• [Task details]:
Can you retype all of the lines below, character for character, with nothing changed?

[Outline annotations for objects]
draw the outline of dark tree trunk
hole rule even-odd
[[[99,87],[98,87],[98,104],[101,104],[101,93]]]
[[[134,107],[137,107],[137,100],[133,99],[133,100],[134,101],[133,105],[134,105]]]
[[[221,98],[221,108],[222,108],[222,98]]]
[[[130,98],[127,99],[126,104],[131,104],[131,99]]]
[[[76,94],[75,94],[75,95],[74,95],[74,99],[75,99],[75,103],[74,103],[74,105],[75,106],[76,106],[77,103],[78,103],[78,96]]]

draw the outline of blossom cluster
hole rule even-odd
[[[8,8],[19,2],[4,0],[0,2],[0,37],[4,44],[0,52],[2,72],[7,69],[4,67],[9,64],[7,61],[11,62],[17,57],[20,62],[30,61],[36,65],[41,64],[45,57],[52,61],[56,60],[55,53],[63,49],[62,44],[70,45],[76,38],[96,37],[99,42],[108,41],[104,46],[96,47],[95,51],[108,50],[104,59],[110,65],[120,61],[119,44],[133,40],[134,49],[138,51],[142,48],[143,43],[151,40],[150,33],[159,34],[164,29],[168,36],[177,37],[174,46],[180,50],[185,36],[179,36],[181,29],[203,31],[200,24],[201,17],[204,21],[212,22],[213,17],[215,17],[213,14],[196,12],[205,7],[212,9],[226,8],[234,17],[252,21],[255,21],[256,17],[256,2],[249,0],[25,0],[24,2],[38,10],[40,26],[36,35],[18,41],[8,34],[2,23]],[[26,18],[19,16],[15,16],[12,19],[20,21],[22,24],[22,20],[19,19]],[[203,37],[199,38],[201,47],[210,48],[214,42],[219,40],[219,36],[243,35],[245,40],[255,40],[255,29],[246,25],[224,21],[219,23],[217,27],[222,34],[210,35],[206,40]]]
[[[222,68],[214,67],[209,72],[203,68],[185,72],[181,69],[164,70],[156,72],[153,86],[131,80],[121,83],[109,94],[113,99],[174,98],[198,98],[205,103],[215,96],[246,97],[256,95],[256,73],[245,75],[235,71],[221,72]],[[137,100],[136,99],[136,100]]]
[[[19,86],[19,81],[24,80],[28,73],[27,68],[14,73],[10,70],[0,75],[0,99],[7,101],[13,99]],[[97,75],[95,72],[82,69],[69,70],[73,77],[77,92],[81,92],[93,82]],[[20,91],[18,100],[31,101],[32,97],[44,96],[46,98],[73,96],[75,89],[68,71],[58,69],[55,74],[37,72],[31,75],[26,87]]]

• [Exercise response]:
draw the outline of dark tree trunk
hole rule even-odd
[[[99,87],[98,87],[98,104],[101,104],[101,93]]]
[[[134,107],[137,107],[137,100],[133,99],[133,100],[134,101],[133,105],[134,105]]]
[[[221,98],[221,108],[222,108],[222,98]]]
[[[130,98],[127,99],[126,104],[131,104],[131,99]]]
[[[76,94],[75,94],[75,95],[74,95],[74,99],[75,99],[75,103],[74,103],[74,105],[75,106],[76,106],[77,103],[78,103],[78,96]]]

draw the outline of blossom cluster
hole rule even-odd
[[[8,8],[19,2],[4,0],[0,2],[0,37],[4,44],[0,52],[2,72],[7,69],[4,67],[9,64],[7,61],[11,62],[17,57],[20,62],[30,61],[36,65],[41,64],[45,57],[52,61],[56,60],[55,53],[63,49],[62,44],[70,45],[76,38],[96,37],[99,42],[108,41],[104,46],[96,47],[95,51],[108,50],[104,59],[110,65],[120,61],[119,44],[133,40],[134,49],[138,51],[142,48],[143,43],[151,40],[150,33],[159,34],[164,29],[168,36],[177,37],[174,46],[180,50],[185,36],[179,36],[181,29],[203,31],[200,24],[201,17],[204,21],[212,22],[213,17],[215,17],[213,14],[196,12],[205,7],[212,9],[226,8],[234,17],[252,21],[255,21],[256,17],[256,2],[249,0],[25,0],[24,2],[38,10],[40,26],[36,35],[18,41],[8,34],[2,23]],[[26,18],[19,16],[15,16],[12,19],[20,21],[22,24],[22,20],[19,19]],[[203,37],[199,38],[201,47],[210,48],[214,42],[219,40],[219,36],[243,35],[245,40],[255,40],[255,29],[246,25],[224,21],[219,23],[217,27],[222,34],[210,35],[206,40]]]
[[[222,68],[214,67],[209,72],[203,68],[185,72],[181,69],[164,70],[156,72],[153,86],[131,80],[121,83],[109,94],[113,99],[174,98],[198,98],[205,103],[215,96],[246,97],[256,95],[256,73],[245,75],[235,71],[221,72]],[[137,100],[136,99],[136,100]]]
[[[19,86],[19,81],[24,80],[28,73],[27,68],[14,73],[10,70],[0,75],[0,99],[7,101],[13,99]],[[97,75],[95,72],[82,69],[69,70],[73,77],[77,92],[81,92],[93,82]],[[20,91],[18,100],[31,101],[32,97],[44,96],[46,98],[73,96],[75,89],[68,71],[58,69],[55,74],[37,72],[31,75],[26,87]]]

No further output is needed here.